[Dataset rows]
- - -

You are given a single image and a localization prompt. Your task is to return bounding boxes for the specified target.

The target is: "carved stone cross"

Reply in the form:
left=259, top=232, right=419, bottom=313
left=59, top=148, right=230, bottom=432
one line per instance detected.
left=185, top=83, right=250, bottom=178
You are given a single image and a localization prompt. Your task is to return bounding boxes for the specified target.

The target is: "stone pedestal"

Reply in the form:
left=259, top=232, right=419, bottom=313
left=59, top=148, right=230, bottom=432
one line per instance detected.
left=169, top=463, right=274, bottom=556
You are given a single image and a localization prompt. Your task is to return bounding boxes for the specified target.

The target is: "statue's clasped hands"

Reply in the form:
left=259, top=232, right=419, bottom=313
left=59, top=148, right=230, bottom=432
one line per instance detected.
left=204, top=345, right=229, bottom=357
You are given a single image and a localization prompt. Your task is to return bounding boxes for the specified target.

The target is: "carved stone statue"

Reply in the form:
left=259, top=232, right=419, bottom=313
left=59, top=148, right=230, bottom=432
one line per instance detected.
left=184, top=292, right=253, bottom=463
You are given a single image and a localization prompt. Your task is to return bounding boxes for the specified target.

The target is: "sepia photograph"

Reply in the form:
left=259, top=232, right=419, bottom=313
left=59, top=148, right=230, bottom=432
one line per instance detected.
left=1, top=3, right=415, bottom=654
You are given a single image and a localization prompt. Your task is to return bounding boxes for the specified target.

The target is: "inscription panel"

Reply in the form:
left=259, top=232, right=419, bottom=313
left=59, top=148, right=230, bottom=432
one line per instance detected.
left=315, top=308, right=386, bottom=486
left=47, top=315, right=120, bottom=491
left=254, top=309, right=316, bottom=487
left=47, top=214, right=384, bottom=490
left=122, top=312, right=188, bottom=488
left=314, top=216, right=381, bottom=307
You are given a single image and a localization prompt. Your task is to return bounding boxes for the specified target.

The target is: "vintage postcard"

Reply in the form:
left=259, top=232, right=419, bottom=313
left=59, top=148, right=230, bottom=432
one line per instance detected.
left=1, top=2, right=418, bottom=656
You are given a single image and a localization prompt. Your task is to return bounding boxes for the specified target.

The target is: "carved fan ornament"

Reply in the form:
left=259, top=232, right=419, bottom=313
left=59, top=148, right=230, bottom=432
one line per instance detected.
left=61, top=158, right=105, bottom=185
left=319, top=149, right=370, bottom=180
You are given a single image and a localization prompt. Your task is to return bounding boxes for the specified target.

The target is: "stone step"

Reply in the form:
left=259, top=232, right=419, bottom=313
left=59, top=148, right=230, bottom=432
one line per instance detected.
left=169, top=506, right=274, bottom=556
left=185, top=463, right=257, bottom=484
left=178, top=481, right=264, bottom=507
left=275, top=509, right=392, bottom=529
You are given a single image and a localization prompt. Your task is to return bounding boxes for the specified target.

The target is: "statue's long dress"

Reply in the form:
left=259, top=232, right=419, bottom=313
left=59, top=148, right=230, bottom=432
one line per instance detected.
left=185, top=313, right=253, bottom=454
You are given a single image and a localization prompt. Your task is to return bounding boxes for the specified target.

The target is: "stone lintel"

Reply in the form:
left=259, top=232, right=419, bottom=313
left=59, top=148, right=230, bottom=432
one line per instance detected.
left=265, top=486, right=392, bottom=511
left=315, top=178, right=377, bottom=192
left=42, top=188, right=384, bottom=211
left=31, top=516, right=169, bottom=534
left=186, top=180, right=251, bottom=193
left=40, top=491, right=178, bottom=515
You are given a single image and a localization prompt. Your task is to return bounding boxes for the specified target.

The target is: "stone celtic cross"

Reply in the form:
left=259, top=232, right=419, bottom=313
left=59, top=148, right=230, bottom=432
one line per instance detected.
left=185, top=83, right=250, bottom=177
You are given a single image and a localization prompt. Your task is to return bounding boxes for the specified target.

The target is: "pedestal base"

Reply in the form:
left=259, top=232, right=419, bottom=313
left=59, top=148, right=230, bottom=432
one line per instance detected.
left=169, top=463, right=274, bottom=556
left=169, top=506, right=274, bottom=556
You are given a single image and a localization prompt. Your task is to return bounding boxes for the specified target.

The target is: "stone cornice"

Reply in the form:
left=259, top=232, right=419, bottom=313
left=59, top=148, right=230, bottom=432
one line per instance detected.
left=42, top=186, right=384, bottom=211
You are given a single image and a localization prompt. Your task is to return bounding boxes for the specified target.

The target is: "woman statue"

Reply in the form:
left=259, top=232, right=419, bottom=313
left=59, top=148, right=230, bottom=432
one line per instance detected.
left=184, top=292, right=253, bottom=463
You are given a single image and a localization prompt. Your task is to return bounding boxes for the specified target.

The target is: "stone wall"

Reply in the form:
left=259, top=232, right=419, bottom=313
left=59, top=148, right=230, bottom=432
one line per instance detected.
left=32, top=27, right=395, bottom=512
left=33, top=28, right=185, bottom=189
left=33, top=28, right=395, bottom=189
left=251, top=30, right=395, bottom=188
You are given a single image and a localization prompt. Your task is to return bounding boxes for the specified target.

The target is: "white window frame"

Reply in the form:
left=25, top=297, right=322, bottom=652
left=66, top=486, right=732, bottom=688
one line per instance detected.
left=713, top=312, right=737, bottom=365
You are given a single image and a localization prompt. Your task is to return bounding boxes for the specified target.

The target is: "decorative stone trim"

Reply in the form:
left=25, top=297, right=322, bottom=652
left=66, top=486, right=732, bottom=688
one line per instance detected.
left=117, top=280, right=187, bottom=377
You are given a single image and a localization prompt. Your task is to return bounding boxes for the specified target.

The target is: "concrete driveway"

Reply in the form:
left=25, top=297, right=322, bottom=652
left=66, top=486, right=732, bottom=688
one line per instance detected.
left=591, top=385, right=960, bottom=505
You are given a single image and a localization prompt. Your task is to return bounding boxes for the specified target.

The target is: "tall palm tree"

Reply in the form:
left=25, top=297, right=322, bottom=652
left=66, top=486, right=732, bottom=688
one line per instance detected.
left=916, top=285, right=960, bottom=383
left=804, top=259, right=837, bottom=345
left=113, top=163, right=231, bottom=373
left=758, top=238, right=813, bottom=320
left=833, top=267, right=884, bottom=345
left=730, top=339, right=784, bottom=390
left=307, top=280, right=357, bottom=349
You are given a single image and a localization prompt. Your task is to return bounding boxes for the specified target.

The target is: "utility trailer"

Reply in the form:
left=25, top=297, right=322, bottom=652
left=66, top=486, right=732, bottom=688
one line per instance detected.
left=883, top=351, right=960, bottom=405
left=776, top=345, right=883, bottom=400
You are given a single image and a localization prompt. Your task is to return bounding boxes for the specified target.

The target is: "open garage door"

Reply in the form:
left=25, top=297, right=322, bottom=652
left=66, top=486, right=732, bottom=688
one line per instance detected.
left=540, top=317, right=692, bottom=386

- - -

Your objective
Render every line of the rows above as a JSON list of strings, one string per line, with blank lines omitted.

Problem solution
[
  "You are given a single image and a localization prompt. Your task is to return bounding boxes for the specified target.",
  "The target is: \"carved stone cross\"",
  "Reply in the form:",
  "left=259, top=232, right=419, bottom=313",
  "left=59, top=148, right=230, bottom=432",
  "one line per instance detected.",
  "left=185, top=83, right=250, bottom=178",
  "You are given a single image and a localization prompt. Your task is to return bounding boxes for the specified target.",
  "The target is: \"stone pedestal\"",
  "Reply in the form:",
  "left=259, top=232, right=419, bottom=313",
  "left=59, top=148, right=230, bottom=432",
  "one line per instance detected.",
  "left=169, top=463, right=274, bottom=556",
  "You are given a single image and a localization prompt. Your task is to return bounding boxes for the specified target.",
  "The target is: \"statue's clasped hands\"",
  "Reply in the form:",
  "left=259, top=232, right=419, bottom=313",
  "left=59, top=148, right=230, bottom=432",
  "one line per instance detected.",
  "left=204, top=345, right=229, bottom=357",
  "You are given a single image and a localization prompt. Your task is to return bounding boxes for the specified target.",
  "The target is: \"carved stone statue\"",
  "Reply in the form:",
  "left=259, top=232, right=419, bottom=313",
  "left=59, top=148, right=230, bottom=432",
  "one line per instance detected.",
  "left=184, top=292, right=253, bottom=463",
  "You are given a single image and a localization prompt. Your task is to return bounding boxes for the specified target.",
  "The target is: \"sepia photograph\"",
  "Reply in the form:",
  "left=259, top=232, right=419, bottom=313",
  "left=59, top=148, right=230, bottom=432",
  "one line per instance detected.",
  "left=1, top=3, right=415, bottom=654",
  "You are given a single image and a localization prompt. Your task is to return bounding boxes for the specified target.",
  "The target is: \"inscription panel\"",
  "Reply in the form:",
  "left=259, top=232, right=419, bottom=313",
  "left=59, top=148, right=230, bottom=432",
  "one line per instance detected.",
  "left=315, top=308, right=386, bottom=486",
  "left=47, top=315, right=120, bottom=491",
  "left=254, top=309, right=316, bottom=487",
  "left=47, top=214, right=384, bottom=490",
  "left=122, top=312, right=188, bottom=488",
  "left=314, top=216, right=381, bottom=307",
  "You are given a single image and a localization prompt. Your task is to return bounding boxes for the specified target.",
  "The target is: \"vintage postcard\"",
  "Reply in the form:",
  "left=259, top=232, right=419, bottom=313",
  "left=59, top=148, right=230, bottom=432",
  "one line per instance detected.",
  "left=1, top=2, right=418, bottom=656",
  "You are given a single image and a localization prompt. Your task is to return bounding boxes for the specified target.",
  "The target is: \"carved fan ornament\"",
  "Reply in the form:",
  "left=259, top=232, right=419, bottom=313",
  "left=59, top=148, right=230, bottom=432",
  "one line per instance detected.",
  "left=61, top=158, right=105, bottom=185",
  "left=319, top=149, right=370, bottom=180",
  "You are given a single image and a localization prompt. Your task is to return bounding boxes for the specified target.",
  "The target is: \"stone step\"",
  "Reply in the form:",
  "left=259, top=232, right=419, bottom=313",
  "left=59, top=148, right=230, bottom=432",
  "one line per instance detected.",
  "left=169, top=506, right=274, bottom=556",
  "left=185, top=463, right=257, bottom=484",
  "left=178, top=481, right=264, bottom=507",
  "left=275, top=509, right=392, bottom=529",
  "You are given a single image and a localization prompt. Your task is to return bounding boxes for the specified target.",
  "The target is: \"statue's long dress\"",
  "Reply in the form:",
  "left=259, top=232, right=419, bottom=313",
  "left=59, top=148, right=230, bottom=432",
  "one line per instance detected.",
  "left=185, top=313, right=253, bottom=454",
  "You are given a single image and a localization prompt. Your task is to return bounding boxes for the specified target.",
  "The target is: \"stone lintel\"",
  "Reply in the form:",
  "left=259, top=232, right=419, bottom=313",
  "left=59, top=148, right=230, bottom=432",
  "one line per instance detected.",
  "left=265, top=486, right=392, bottom=511",
  "left=315, top=178, right=377, bottom=192",
  "left=42, top=188, right=384, bottom=211",
  "left=31, top=516, right=169, bottom=534",
  "left=186, top=180, right=251, bottom=193",
  "left=40, top=491, right=178, bottom=515",
  "You are given a single image and a localization prompt. Your task is to return bounding boxes for the specified target.",
  "The target is: \"stone celtic cross\"",
  "Reply in the form:",
  "left=259, top=232, right=419, bottom=313",
  "left=59, top=148, right=230, bottom=432",
  "one line per instance detected.",
  "left=185, top=83, right=250, bottom=177",
  "You are given a single image and a localization prompt. Your task is to return bounding boxes for the specified target.",
  "The target is: \"pedestal base\"",
  "Reply in the form:",
  "left=259, top=232, right=419, bottom=313",
  "left=59, top=148, right=230, bottom=432",
  "one line per instance detected.",
  "left=169, top=463, right=274, bottom=556",
  "left=169, top=506, right=274, bottom=556",
  "You are given a single image and a localization prompt. Your task is to return bounding boxes for the specified target.",
  "The target is: \"stone cornice\"",
  "Reply in the form:",
  "left=259, top=232, right=419, bottom=313",
  "left=59, top=148, right=230, bottom=432",
  "one line per instance detected.",
  "left=42, top=186, right=384, bottom=211",
  "You are given a single image and a localization prompt. Your task is to return bounding boxes for the specified target.",
  "The target is: \"woman statue\"",
  "Reply in the form:",
  "left=259, top=232, right=419, bottom=313",
  "left=59, top=148, right=230, bottom=432",
  "one line per instance detected.",
  "left=184, top=292, right=253, bottom=463",
  "You are given a single image and a localization prompt. Your task is to return bounding boxes for the specified target.",
  "The target is: \"stone wall\"",
  "Reply in the form:",
  "left=259, top=232, right=419, bottom=313",
  "left=59, top=148, right=230, bottom=432",
  "one line per instance detected.",
  "left=32, top=27, right=395, bottom=512",
  "left=33, top=28, right=185, bottom=189",
  "left=33, top=28, right=395, bottom=189",
  "left=251, top=30, right=395, bottom=188",
  "You are given a single image and a localization prompt. Your task is to return bounding boxes for the specified target.",
  "The target is: \"white window frame\"",
  "Reply in the form:",
  "left=25, top=297, right=322, bottom=652",
  "left=66, top=486, right=732, bottom=688",
  "one line per instance detected.",
  "left=713, top=312, right=737, bottom=365",
  "You are given a single image and a localization prompt. Your task is to return bounding boxes for the specified target.",
  "The target is: \"decorative stone trim\"",
  "Reply in the form:",
  "left=25, top=297, right=322, bottom=652",
  "left=66, top=486, right=732, bottom=688",
  "one line per instance detected.",
  "left=117, top=280, right=187, bottom=377",
  "You are given a single image and a localization prompt. Your task is to return bounding boxes for the specified target.",
  "The target is: \"concrete driveway\"",
  "Reply in the form:",
  "left=25, top=297, right=322, bottom=652",
  "left=66, top=486, right=732, bottom=688",
  "one line per instance detected.",
  "left=591, top=385, right=960, bottom=505",
  "You are given a single image and a localization prompt. Your task is to return bounding boxes for the specified target.",
  "The target is: \"tall palm tree\"",
  "Reply in the form:",
  "left=25, top=297, right=322, bottom=652",
  "left=66, top=486, right=732, bottom=688",
  "one line per instance detected.",
  "left=916, top=285, right=960, bottom=383",
  "left=804, top=259, right=837, bottom=345",
  "left=113, top=163, right=231, bottom=373",
  "left=758, top=238, right=813, bottom=320",
  "left=833, top=267, right=884, bottom=345",
  "left=730, top=339, right=784, bottom=390",
  "left=307, top=280, right=357, bottom=349",
  "You are given a single image and a localization prompt. Your task is to return bounding boxes for the specified target.",
  "The target is: \"utility trailer\"",
  "Reply in the form:",
  "left=25, top=297, right=322, bottom=652",
  "left=66, top=486, right=732, bottom=688",
  "one line per instance detected.",
  "left=883, top=351, right=960, bottom=405",
  "left=776, top=345, right=883, bottom=400",
  "You are given a single image and a localization prompt. Your task is to return bounding boxes for the specified target.",
  "The target is: \"open garage door\"",
  "Reply in the form:",
  "left=25, top=297, right=322, bottom=652",
  "left=66, top=486, right=732, bottom=688",
  "one line per instance detected.",
  "left=540, top=317, right=692, bottom=386"
]